* **What you have to do**
Format all of the rows below as a JSON list of strings, with one string for each line and blank lines omitted.
● ● ●
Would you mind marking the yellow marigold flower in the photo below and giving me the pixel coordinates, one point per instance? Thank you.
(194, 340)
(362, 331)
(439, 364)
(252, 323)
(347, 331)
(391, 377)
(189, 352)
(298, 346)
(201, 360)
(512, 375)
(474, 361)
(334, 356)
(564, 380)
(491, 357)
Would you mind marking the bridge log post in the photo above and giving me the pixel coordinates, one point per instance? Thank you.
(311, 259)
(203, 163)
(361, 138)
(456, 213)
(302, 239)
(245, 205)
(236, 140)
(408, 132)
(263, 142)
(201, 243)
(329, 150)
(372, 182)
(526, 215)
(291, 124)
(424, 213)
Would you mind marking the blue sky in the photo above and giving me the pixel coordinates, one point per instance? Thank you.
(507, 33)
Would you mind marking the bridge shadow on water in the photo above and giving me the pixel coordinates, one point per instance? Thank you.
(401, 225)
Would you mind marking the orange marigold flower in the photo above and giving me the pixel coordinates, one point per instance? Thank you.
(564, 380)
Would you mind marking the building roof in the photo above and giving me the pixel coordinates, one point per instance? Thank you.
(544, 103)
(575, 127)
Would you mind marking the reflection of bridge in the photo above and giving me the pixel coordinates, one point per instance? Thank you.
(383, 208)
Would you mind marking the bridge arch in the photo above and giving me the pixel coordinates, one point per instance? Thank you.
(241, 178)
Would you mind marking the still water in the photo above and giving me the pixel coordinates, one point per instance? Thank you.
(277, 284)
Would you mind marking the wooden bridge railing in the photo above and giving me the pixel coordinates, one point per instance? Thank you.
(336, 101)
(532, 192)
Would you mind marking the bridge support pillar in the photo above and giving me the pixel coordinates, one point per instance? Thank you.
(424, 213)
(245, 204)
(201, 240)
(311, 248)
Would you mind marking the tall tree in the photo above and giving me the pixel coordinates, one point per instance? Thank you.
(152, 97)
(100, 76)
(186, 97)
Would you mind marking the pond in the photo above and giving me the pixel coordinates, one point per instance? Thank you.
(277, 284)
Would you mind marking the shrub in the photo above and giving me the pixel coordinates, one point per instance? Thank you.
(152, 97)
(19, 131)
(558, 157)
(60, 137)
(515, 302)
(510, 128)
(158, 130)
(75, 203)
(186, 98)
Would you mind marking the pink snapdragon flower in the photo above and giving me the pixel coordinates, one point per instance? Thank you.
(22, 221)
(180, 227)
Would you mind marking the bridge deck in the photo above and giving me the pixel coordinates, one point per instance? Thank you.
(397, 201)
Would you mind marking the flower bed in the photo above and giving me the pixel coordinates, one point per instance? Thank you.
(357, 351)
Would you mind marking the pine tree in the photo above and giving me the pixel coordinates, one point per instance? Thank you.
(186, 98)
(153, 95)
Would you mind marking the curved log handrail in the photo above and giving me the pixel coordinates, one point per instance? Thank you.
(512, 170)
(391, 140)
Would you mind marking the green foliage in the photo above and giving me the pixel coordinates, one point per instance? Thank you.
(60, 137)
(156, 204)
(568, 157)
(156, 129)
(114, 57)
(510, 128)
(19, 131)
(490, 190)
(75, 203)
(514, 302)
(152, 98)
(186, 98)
● ● ●
* **Finished exercise**
[
  "Would you mind marking the yellow marigold flower in the photo below and giving me the pixel coordinates, one point per instance? Thank you.",
  "(194, 340)",
  "(362, 331)",
  "(439, 364)",
  "(252, 323)",
  "(347, 331)",
  "(391, 377)",
  "(189, 352)",
  "(298, 346)",
  "(201, 360)",
  "(512, 375)",
  "(474, 361)",
  "(334, 356)",
  "(564, 380)",
  "(491, 357)",
  "Would you mind marking the bridge log post in the photo above and giving me the pixel coordinates, one point per instance? Thank you.",
  "(311, 259)",
  "(203, 163)",
  "(361, 138)",
  "(456, 213)",
  "(302, 239)",
  "(245, 205)",
  "(236, 140)",
  "(408, 132)",
  "(263, 142)",
  "(201, 243)",
  "(329, 150)",
  "(372, 182)",
  "(526, 215)",
  "(291, 124)",
  "(424, 213)",
  "Would you mind marking the blue sky in the photo above and giving me the pixel coordinates, one point per instance? Thank you.",
  "(507, 33)",
  "Would you mind marking the bridge shadow on water in the photo above and giving me the pixel coordinates, one point per instance? Thank you.",
  "(401, 225)",
  "Would you mind marking the orange marigold flower in the photo above and giving me the pixel coordinates, one point per instance? Thank you.",
  "(564, 380)",
  "Would you mind marking the building roof in the photo above and giving me the pixel coordinates, one point per instance? Thank you.",
  "(544, 103)",
  "(575, 127)",
  "Would you mind marking the reflection of bridge in the photo above and giving me the pixel coordinates, one point per instance? Thank you.",
  "(383, 208)",
  "Would you mind marking the bridge arch in the photo above and giving me the pixel coordinates, one point per instance? Thank you.",
  "(241, 178)",
  "Would you mind marking the still water in the photo above and giving me the pixel coordinates, one point per instance? Thank you.",
  "(277, 284)",
  "Would you mind marking the wooden bridge railing in the photo above and giving me the pixel coordinates, one point per instance? Thank you.",
  "(336, 101)",
  "(532, 192)",
  "Would you mind marking the bridge support pillar in the photo above and giving me the pixel coordinates, one point per instance? Thank you.",
  "(424, 213)",
  "(245, 204)",
  "(201, 240)",
  "(311, 248)",
  "Would you mind marking the tall tree in the photo above and giving me the pixel coordinates, one point per instance? Thank you.",
  "(152, 97)",
  "(100, 76)",
  "(186, 97)",
  "Would you mind marking the pond in the photo above and giving me the pixel coordinates, one point per instance? Thank you.",
  "(277, 284)",
  "Would you mind marking the shrub in the photo above and giving me the pixel coordinates, one point per instance? Thank you.",
  "(152, 97)",
  "(19, 131)",
  "(558, 157)",
  "(60, 137)",
  "(515, 302)",
  "(510, 128)",
  "(158, 130)",
  "(75, 203)",
  "(186, 98)",
  "Would you mind marking the pink snapdragon flower in the photo above and giving me the pixel coordinates, one point per instance? Thank you.",
  "(22, 221)",
  "(180, 227)",
  "Would you mind marking the bridge deck in the photo above and giving me the pixel coordinates, one point per instance? Thank you.",
  "(397, 201)",
  "Would you mind marking the flower bed in the photo above and giving me the pixel coordinates, one point per instance? Thank you.",
  "(357, 351)",
  "Would you mind marking the pine tree in the photo above and giving me the pixel coordinates, one point per instance? Thank you.",
  "(186, 98)",
  "(153, 95)",
  "Would you mind marking the curved log handrail in the photo above and giving me the pixel coordinates, one point per instance? Thank you.",
  "(512, 170)",
  "(391, 140)",
  "Would you mind marking the green foliage in the photo above and giving me the pixel coordinates, one point per instance? Thank you.",
  "(60, 137)",
  "(156, 204)",
  "(568, 157)",
  "(156, 129)",
  "(114, 57)",
  "(510, 128)",
  "(19, 131)",
  "(490, 190)",
  "(75, 203)",
  "(514, 302)",
  "(152, 98)",
  "(186, 98)"
]